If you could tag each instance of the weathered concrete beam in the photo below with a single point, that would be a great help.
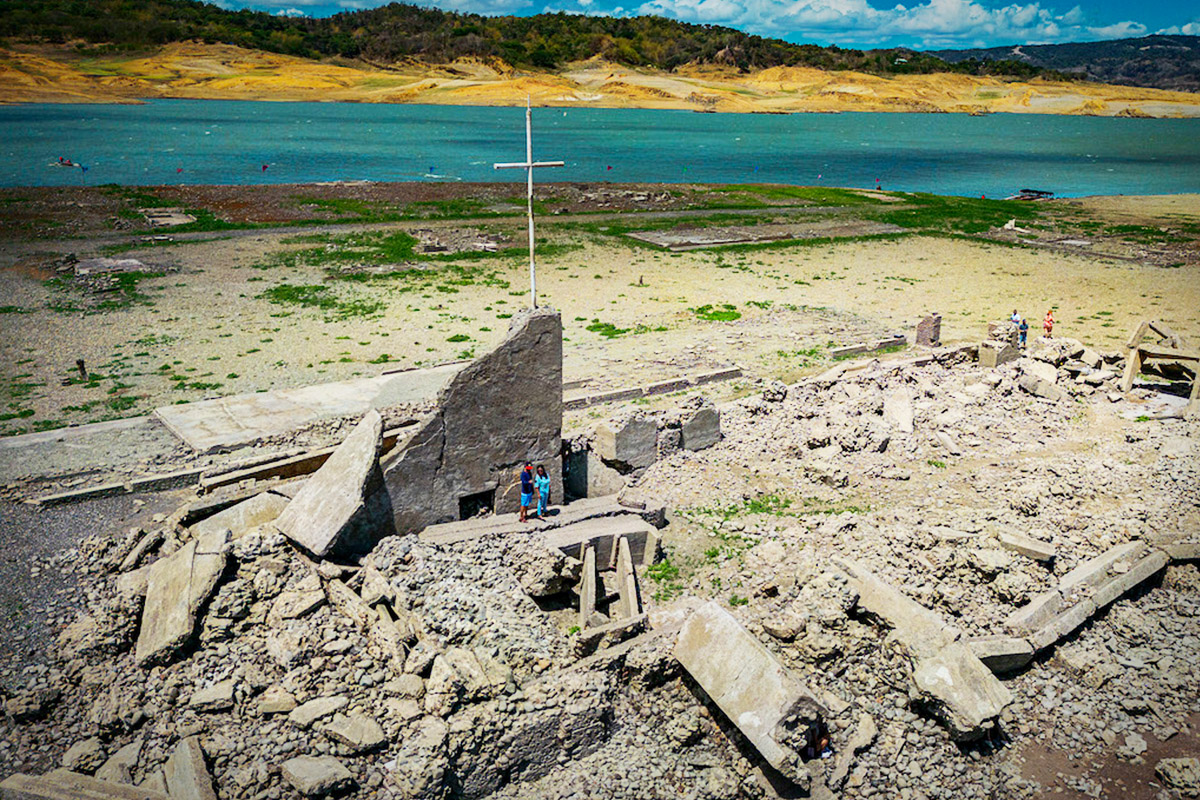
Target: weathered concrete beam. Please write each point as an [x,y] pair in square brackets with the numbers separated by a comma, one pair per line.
[630,602]
[1002,654]
[1026,546]
[960,691]
[61,785]
[767,703]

....................

**What the task asks**
Recopy the full listing exactly, passing over any picture.

**Response to the exercise**
If you could tag each instance of the weathered concrete beam in the photo below with a single point, that would be a great help.
Target: weathered concrete beam. Please write each point as an [x,y] pair in square brackets with the numbers separated by a comma, one pair per line.
[630,602]
[1002,654]
[1026,546]
[960,691]
[61,785]
[767,703]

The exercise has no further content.